Write out every line from the listing below where the string "instance" is found.
[DATA EXTRACT — start]
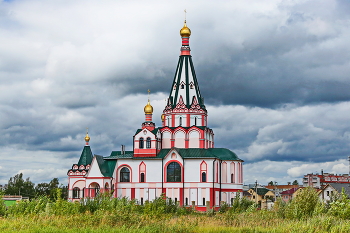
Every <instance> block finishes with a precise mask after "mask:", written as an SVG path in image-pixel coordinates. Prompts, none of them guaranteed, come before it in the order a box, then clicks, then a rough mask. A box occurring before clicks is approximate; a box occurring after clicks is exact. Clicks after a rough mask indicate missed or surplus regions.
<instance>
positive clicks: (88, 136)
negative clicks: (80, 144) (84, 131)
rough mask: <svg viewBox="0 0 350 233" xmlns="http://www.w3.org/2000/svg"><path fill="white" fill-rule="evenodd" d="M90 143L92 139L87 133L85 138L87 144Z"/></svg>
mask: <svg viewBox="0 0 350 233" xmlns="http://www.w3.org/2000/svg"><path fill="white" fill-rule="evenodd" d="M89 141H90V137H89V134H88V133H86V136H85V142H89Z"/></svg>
[DATA EXTRACT — finish]
**YOUR SOLUTION:**
Every <instance> block finishes with a precise mask after "mask:", written as an SVG path in image-pixel coordinates. Prompts, none of them guaranteed, come before it in the order a box, then clicks, then a rough mask. A box occurring before clicks is approximate; a box occurring after clicks is exact. Clicks after a rough mask indicate missed or surplus regions.
<instance>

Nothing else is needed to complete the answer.